Source —
** begin **

I’ve had a number of emails asking me what I think about it. And to be honest… I’m not sure what I’m thinking.

I know and count as respected colleagues – in some cases, respected friends – a number of the people who have been working on this organization drive. Over restaurant tables and in living rooms, I’ve had the chance to listen to the life-stories of members of the clergy who have been hurt, badly, by the actions of members of their congregations… and by what could be counted as inaction of our judicatory.

I know and count as respected colleagues – in some cases, respected friends – a number of people who work on matters of personnel in Presbyteries, Conferences and in the General Council offices of our denominations. People who have worked to develop policies and practices to find resolutions to various conflicts.

I’ve also been in roles of responsibility in our judicatory. While fulfilling those roles, I believe I’ve worked to support my colleagues who are in deeply conflicted situations. Part of my hopes around my d.min. project were to build a place where clergy could be supportive of each other… and that that support would help all of us to develop better coping mechanisms.

I’ve availed myself of the gifts and skills of the “Pastoral Support Minister” in our Presbytery.

** end **

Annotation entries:
** begin **

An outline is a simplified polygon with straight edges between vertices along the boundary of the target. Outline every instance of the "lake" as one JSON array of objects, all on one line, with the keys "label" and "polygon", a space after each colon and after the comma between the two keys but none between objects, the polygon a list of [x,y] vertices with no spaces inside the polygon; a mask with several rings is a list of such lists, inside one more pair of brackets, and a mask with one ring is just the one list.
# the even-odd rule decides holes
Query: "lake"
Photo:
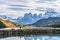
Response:
[{"label": "lake", "polygon": [[24,36],[24,37],[6,37],[0,40],[60,40],[59,35],[38,35],[38,36]]}]

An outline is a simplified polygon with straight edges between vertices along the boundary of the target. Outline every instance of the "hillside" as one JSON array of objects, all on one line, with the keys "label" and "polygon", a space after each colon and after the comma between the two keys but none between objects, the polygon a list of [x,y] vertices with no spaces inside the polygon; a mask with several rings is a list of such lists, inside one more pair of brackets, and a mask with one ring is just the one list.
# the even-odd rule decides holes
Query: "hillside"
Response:
[{"label": "hillside", "polygon": [[15,28],[15,27],[23,27],[25,25],[22,24],[16,24],[14,22],[0,19],[0,28]]},{"label": "hillside", "polygon": [[33,26],[58,26],[60,24],[60,17],[50,17],[38,20],[36,23],[33,23]]}]

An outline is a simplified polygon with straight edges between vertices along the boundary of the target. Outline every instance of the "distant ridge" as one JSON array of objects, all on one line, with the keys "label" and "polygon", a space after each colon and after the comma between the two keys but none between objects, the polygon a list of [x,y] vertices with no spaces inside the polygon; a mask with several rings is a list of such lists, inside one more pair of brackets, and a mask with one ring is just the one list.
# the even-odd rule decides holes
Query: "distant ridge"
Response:
[{"label": "distant ridge", "polygon": [[22,24],[16,24],[14,22],[3,20],[0,18],[0,28],[16,28],[16,27],[23,27]]}]

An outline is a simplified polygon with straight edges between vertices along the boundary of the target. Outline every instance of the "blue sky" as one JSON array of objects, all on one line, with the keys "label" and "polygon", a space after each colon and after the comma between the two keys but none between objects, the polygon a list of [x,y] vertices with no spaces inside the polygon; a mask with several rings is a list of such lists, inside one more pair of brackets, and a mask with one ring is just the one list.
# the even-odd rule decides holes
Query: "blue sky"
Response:
[{"label": "blue sky", "polygon": [[42,13],[47,8],[60,11],[60,0],[0,0],[0,15],[23,16],[26,12]]}]

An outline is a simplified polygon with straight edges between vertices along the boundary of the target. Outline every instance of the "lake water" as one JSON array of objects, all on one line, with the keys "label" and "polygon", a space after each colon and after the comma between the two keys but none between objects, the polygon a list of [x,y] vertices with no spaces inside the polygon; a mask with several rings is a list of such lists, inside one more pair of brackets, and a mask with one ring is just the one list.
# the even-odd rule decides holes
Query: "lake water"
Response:
[{"label": "lake water", "polygon": [[39,35],[39,36],[24,36],[24,37],[7,37],[7,38],[0,38],[0,40],[60,40],[60,36]]}]

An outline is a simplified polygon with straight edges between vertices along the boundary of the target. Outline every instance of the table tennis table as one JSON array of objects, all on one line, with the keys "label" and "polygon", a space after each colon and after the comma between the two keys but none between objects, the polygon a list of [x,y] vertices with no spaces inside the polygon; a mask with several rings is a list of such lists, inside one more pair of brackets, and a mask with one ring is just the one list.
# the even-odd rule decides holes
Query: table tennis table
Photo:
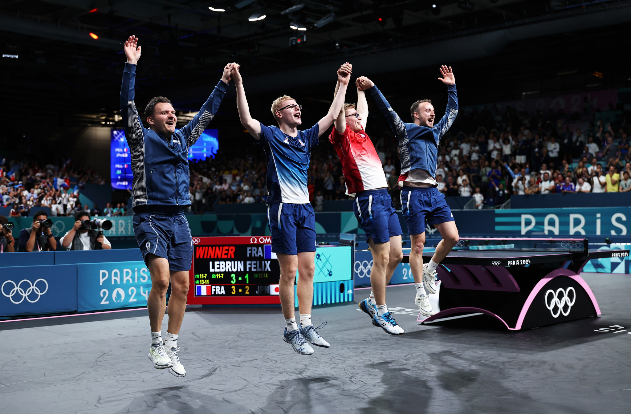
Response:
[{"label": "table tennis table", "polygon": [[[423,253],[423,262],[432,254]],[[519,331],[598,316],[581,271],[592,259],[628,255],[590,249],[586,239],[461,239],[436,269],[439,309],[418,320],[480,313]]]}]

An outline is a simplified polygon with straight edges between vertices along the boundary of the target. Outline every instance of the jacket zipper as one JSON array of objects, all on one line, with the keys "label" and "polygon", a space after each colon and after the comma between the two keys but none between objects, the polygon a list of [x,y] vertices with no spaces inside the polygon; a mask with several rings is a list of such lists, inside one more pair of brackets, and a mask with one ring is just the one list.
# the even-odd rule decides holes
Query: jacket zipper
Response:
[{"label": "jacket zipper", "polygon": [[175,205],[179,206],[180,203],[177,199],[179,198],[180,184],[177,182],[177,165],[173,166],[173,174],[175,175]]}]

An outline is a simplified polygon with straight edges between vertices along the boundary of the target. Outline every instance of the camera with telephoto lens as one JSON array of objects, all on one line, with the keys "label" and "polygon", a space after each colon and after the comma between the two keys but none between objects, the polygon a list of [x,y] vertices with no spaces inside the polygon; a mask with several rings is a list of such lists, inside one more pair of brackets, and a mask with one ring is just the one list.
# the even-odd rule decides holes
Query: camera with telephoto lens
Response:
[{"label": "camera with telephoto lens", "polygon": [[52,227],[52,220],[50,218],[47,218],[45,220],[38,220],[40,224],[42,225],[42,227],[45,227],[46,228],[50,228]]},{"label": "camera with telephoto lens", "polygon": [[[87,222],[88,220],[85,220]],[[83,225],[83,223],[81,223]],[[108,230],[112,228],[112,222],[105,218],[95,218],[90,222],[90,227],[92,230],[98,230],[97,237],[103,235],[103,230]]]}]

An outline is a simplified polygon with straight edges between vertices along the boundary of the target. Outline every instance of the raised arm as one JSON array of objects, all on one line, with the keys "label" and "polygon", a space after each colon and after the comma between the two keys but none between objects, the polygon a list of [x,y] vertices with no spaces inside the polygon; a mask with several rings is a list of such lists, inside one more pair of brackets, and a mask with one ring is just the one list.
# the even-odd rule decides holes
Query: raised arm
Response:
[{"label": "raised arm", "polygon": [[197,141],[199,136],[219,110],[219,105],[221,105],[221,100],[226,95],[228,82],[230,81],[230,70],[236,64],[236,63],[228,63],[223,68],[223,74],[221,80],[213,90],[208,100],[202,105],[201,109],[184,127],[176,133],[181,135],[181,138],[186,141],[187,146],[190,147]]},{"label": "raised arm", "polygon": [[344,107],[344,98],[346,94],[346,87],[348,86],[348,81],[350,80],[352,71],[353,67],[348,62],[338,69],[338,80],[339,81],[339,87],[338,88],[338,93],[335,94],[333,102],[331,104],[331,107],[329,108],[329,112],[318,121],[318,136],[324,134],[324,131],[329,129],[329,127],[336,120],[339,115],[339,112]]},{"label": "raised arm", "polygon": [[362,89],[367,90],[368,93],[372,95],[375,102],[377,102],[377,106],[379,107],[381,113],[386,116],[386,119],[390,124],[390,127],[392,129],[392,132],[394,133],[394,135],[399,142],[401,143],[404,141],[407,136],[405,124],[399,117],[399,115],[392,109],[392,107],[388,104],[388,101],[386,100],[386,98],[381,94],[381,92],[377,89],[375,85],[375,83],[368,78],[363,78],[361,84]]},{"label": "raised arm", "polygon": [[129,148],[133,150],[133,154],[138,152],[133,150],[144,144],[144,127],[134,102],[136,63],[140,59],[140,46],[138,44],[138,38],[130,36],[123,45],[127,62],[122,73],[122,84],[121,86],[121,116],[122,117],[125,138]]},{"label": "raised arm", "polygon": [[447,99],[445,115],[436,125],[436,128],[439,131],[439,140],[451,127],[456,120],[456,115],[458,114],[458,96],[456,92],[456,78],[451,70],[451,66],[449,68],[444,65],[441,66],[440,74],[443,77],[439,78],[438,80],[447,85]]},{"label": "raised arm", "polygon": [[362,76],[361,78],[358,78],[357,80],[355,81],[355,86],[357,86],[357,107],[355,108],[355,110],[359,114],[359,115],[362,117],[362,121],[360,121],[362,126],[363,129],[366,129],[366,122],[368,121],[368,102],[366,102],[366,93],[364,92],[362,86],[361,80],[364,78]]},{"label": "raised arm", "polygon": [[239,73],[239,66],[235,65],[231,72],[232,79],[237,86],[237,109],[239,109],[239,118],[241,124],[250,132],[250,134],[257,141],[261,139],[261,122],[250,115],[250,107],[245,98],[245,90],[243,88],[243,78]]},{"label": "raised arm", "polygon": [[[338,96],[338,90],[339,89],[339,79],[338,79],[337,83],[335,84],[335,92],[333,92],[333,100],[335,100],[335,97]],[[346,119],[345,117],[346,114],[344,110],[344,105],[342,105],[342,109],[339,110],[339,114],[338,115],[338,117],[335,119],[335,122],[333,124],[333,127],[335,130],[338,131],[339,134],[343,134],[344,131],[346,130]]]}]

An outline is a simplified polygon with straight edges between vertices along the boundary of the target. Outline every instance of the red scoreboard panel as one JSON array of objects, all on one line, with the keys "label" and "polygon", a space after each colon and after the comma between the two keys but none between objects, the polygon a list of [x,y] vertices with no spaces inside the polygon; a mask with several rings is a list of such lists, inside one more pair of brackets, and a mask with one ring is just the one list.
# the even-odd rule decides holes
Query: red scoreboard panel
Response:
[{"label": "red scoreboard panel", "polygon": [[190,305],[280,304],[269,236],[193,237]]}]

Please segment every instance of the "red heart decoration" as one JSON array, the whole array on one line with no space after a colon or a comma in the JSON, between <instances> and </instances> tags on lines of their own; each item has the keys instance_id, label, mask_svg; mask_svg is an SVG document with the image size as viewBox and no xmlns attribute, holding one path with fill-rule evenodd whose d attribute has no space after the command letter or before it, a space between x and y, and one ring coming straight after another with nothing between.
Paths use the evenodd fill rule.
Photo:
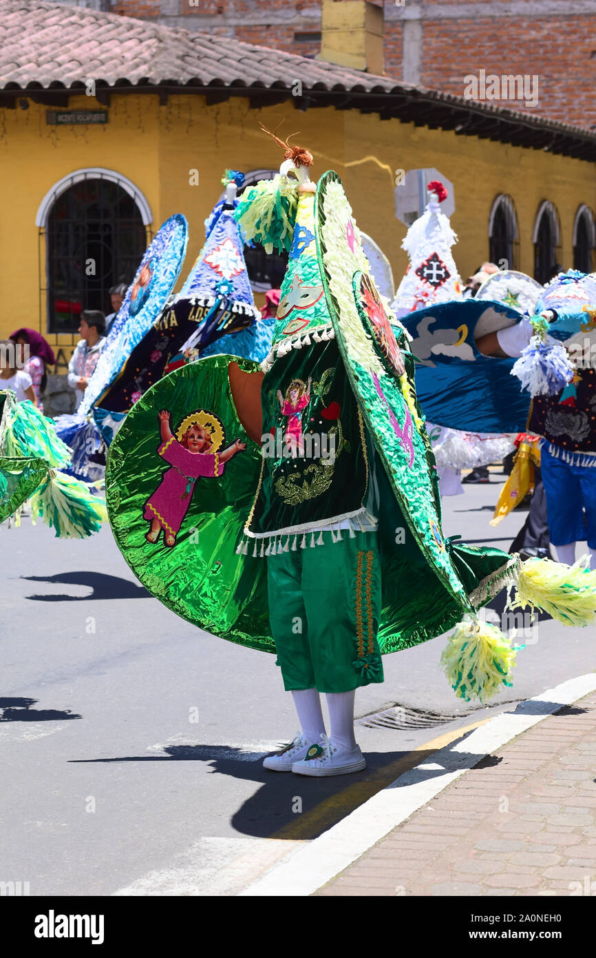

** end **

Tasks to perform —
1 > In the post about the clergy organization drive, can you rewrite the passage between "I’ve had a number" and "to various conflicts.", inclusive, with "colleagues" renamed to "peers"?
2 > Could you condense the paragraph in the post about the clergy organization drive that begins "I’ve also been in roles of responsibility" while keeping its main facts?
The entries have nothing to do with what is asked here.

Worked solutions —
1 >
I’ve had a number of emails asking me what I think about it. And to be honest… I’m not sure what I’m thinking.

I know and count as respected peers – in some cases, respected friends – a number of the people who have been working on this organization drive. Over restaurant tables and in living rooms, I’ve had the chance to listen to the life-stories of members of the clergy who have been hurt, badly, by the actions of members of their congregations… and by what could be counted as inaction of our judicatory.

I know and count as respected peers – in some cases, respected friends – a number of people who work on matters of personnel in Presbyteries, Conferences and in the General Council offices of our denominations. People who have worked to develop policies and practices to find resolutions to various conflicts.

2 > I’ve held roles of responsibility in our judicatory, and in them I believe I worked to support colleagues in deeply conflicted situations. My d.min. project was partly meant to build a place where clergy could support each other and so develop better coping mechanisms.